### TASK PROMPT
Print each of the following records word for word, leaving out the pictures.

### MATERIAL FOR THIS EXERCISE
----------
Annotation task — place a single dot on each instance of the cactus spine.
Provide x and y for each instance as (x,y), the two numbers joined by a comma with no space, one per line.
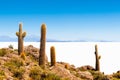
(42,54)
(97,65)
(21,36)
(53,56)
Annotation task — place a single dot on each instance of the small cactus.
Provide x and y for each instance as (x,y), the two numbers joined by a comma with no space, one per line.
(97,65)
(22,55)
(42,55)
(53,56)
(66,66)
(21,36)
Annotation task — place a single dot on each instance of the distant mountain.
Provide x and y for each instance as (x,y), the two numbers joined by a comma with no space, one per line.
(7,38)
(34,38)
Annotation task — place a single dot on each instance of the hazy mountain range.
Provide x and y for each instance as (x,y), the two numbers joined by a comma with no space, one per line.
(37,39)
----------
### ANSWER IN FULL
Annotation task — place a single dot on each instance of the cactus spine.
Provide x and y for each instance as (x,y), the two numbers joined by a comma with no space, one per line.
(42,54)
(97,65)
(21,36)
(53,56)
Annotation task — place a single dot on each instance of the small cactus.
Provide x and y for each instance as (x,y), the two numbers joined by a comma with no space, one per line.
(97,65)
(22,55)
(42,55)
(53,56)
(66,66)
(21,36)
Annotation task — place a single dot on each instance of the distant mountain.
Provide x and y for each instance as (x,y), the two numbers joined by a comma with no space, one per line.
(7,38)
(34,38)
Annotation task — place a single dot on each instance of the hazy mountain range.
Provide x and y for each instance as (x,y), the two numbers joined by a comma with no space, one per line.
(37,39)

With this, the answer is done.